# MATERIAL
------------

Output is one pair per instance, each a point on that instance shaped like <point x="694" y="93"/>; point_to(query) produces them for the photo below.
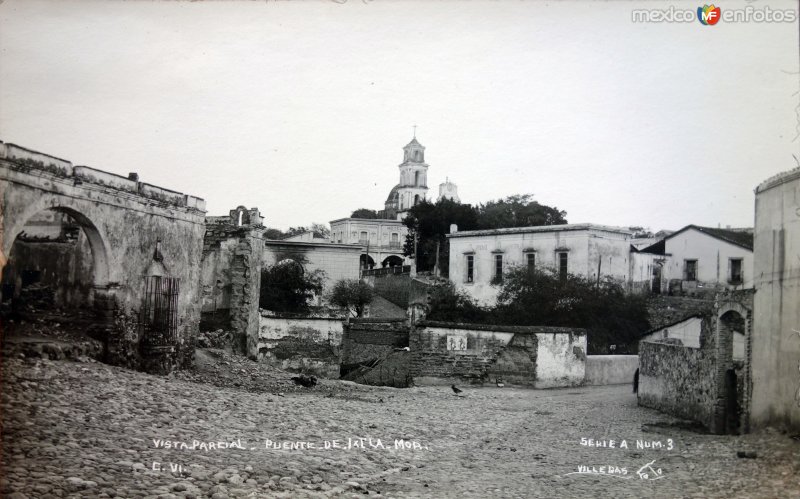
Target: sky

------------

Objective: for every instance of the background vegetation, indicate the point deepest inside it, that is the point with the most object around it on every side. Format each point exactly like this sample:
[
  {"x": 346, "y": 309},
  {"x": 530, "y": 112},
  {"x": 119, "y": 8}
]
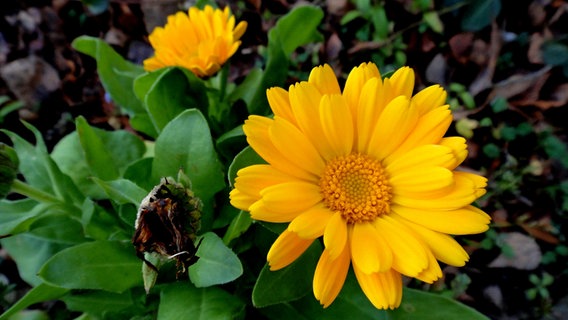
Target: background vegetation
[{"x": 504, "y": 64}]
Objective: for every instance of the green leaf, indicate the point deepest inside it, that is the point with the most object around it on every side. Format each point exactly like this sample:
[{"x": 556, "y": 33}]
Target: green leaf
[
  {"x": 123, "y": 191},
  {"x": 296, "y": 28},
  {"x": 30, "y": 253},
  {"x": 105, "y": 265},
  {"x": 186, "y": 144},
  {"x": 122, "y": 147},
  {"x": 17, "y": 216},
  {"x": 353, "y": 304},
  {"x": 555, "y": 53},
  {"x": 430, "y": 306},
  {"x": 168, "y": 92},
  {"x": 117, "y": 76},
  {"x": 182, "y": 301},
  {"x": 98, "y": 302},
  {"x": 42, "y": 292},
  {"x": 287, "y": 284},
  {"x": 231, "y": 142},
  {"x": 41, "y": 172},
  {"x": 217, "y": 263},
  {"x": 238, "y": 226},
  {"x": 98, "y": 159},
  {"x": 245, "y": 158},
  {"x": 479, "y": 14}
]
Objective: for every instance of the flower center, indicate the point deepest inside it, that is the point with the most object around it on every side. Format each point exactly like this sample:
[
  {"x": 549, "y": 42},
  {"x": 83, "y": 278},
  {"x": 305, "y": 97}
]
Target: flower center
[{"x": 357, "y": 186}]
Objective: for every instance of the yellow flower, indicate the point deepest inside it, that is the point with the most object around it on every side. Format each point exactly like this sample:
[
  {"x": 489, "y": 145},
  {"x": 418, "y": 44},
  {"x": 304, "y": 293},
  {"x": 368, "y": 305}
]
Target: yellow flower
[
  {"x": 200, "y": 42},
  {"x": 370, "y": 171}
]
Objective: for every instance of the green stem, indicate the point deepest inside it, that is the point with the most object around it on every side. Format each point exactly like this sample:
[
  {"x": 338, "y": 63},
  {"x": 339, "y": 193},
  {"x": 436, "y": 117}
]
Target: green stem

------------

# YOUR TASK
Please reproduce the stretch of the material from the line containing "Objective: for every instance of the yellow" through the line containing "Target: green stem", keeping the requests, and scale the x and y coordinates in the answers by 0.35, rounding to whole numbers with halves rounded up. Leave the numbers in the requests and their format samples unchanged.

# CORRECT ANSWER
Objective: for every instance of the yellow flower, indicate the point deepest inside it, that is the point with the most object around it on every side. Format each point exactly like this sample:
[
  {"x": 489, "y": 145},
  {"x": 418, "y": 44},
  {"x": 304, "y": 293},
  {"x": 368, "y": 305}
]
Target: yellow flower
[
  {"x": 70, "y": 15},
  {"x": 130, "y": 60}
]
Objective: for every instance of the green stem, indicate the point deepest inside it, that is the point with the most object around it on every side. Format each point exactly like this sample:
[
  {"x": 338, "y": 63},
  {"x": 339, "y": 193},
  {"x": 436, "y": 117}
]
Target: green stem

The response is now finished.